"Dealing with girls who bully"
social savvy used as power
by Carrie Watters
When we think of bullies, we often think of boys but girls can be bullies, too. Girls are not the usual kind of bullies that beat up other girls or take milk money. They are much more subtle. This article gives a great insight to the way girls bully. According to this article females who bully are referred to as 'Queen Bees' and use social savvy or as some like to refer as "relational aggression". They use tactics such as engaging other girls in gossip or use friendships in order to in order to bully. Girls that engage in bullying often play a harmful game in which they all take on a different role in order to appease the Queen Bee. There are those that ride the middle by spreading the rumors or refuse to take up for the victim even when they feel bad about what is taking place. According to the book "Queen Bees & Wannabees", written by Rosalind Wiseman, girls will do almost anything to be accepted into cliques. From a very young age are girls are exposed to media that makes them feel as though they have to a certain look and demeanor. This type of exposure along with female nature has a tendency to create an environment in which bullies are bred. Girls are so afraid of being picked on that they feel as though they are being held hostage. Girls who are considered popular may use this popularity as a way to control. There are signs that one can look for when they may suspect a girl bully. She may get friends to do what she asks, she's charming to adults, she makes others feel blessed that she is their friend, she wants revenge when she feels wronged, and she could care less when she hurts another's feelings. Even though a girl may be part of the clique, they may also be a victim of the bullying. The victim may feel as though she can do nothing to stop the bully's behavior. A girl who is a victim may feel isolated and mask her hurt by...

+--

GIVEN EXERCISE A = Summarize the piece on girls who bully in two sentences.

LISTING =
+--

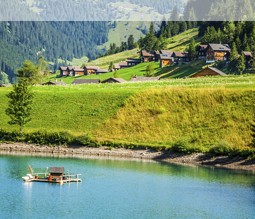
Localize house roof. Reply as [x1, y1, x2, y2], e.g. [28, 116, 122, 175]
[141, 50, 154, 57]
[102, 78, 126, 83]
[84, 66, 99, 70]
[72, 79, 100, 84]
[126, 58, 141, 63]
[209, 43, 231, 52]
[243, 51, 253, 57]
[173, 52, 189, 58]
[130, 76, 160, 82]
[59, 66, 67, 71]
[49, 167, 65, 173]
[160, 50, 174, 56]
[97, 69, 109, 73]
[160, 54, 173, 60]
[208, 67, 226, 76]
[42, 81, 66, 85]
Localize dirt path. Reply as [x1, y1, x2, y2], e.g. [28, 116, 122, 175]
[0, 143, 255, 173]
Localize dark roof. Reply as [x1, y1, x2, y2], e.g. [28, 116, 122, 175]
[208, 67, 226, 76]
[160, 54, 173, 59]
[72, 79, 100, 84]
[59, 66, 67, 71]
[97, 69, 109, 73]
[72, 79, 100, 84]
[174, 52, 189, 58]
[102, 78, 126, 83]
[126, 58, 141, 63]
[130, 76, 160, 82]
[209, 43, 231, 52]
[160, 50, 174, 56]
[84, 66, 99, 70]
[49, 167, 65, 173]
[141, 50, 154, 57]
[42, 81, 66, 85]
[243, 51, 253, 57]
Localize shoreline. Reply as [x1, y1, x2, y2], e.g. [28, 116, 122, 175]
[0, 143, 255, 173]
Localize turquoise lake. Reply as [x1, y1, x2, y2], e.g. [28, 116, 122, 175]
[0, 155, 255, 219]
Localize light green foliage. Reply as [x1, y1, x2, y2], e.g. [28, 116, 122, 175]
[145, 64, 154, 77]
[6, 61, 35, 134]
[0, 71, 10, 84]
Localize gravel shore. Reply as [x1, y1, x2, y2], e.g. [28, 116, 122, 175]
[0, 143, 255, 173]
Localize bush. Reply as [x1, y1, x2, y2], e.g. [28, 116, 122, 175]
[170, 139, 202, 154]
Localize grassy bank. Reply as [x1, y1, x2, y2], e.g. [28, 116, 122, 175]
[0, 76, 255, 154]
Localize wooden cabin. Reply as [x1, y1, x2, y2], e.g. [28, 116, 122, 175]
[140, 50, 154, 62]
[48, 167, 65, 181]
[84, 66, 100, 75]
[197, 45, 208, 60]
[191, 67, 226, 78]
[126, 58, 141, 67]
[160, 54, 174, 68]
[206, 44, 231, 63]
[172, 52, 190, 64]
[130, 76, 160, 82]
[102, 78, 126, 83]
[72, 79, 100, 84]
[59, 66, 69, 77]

+--

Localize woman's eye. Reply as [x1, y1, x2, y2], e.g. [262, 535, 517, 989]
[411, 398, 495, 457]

+--

GIVEN EXERCISE B = In the listing, swap "eye" for "nose" across the stretch from the line containing "Localize woman's eye." through the line containing "[411, 398, 495, 457]", and return only those lines.

FULL SOLUTION A = Girls who bully, called "Queen Bees," are subtle: they use social savvy, or relational aggression, such as gossip and friendships, while other girls take on different roles to appease the Queen Bee. Girls are exposed early to media that makes them feel they must have a certain look and demeanor, they will do almost anything to be accepted into cliques, and a victim may feel isolated and unable to stop the bully's behavior.

FULL SOLUTION B =
Localize woman's nose. Reply as [x1, y1, x2, y2], e.g. [262, 535, 517, 989]
[411, 398, 495, 457]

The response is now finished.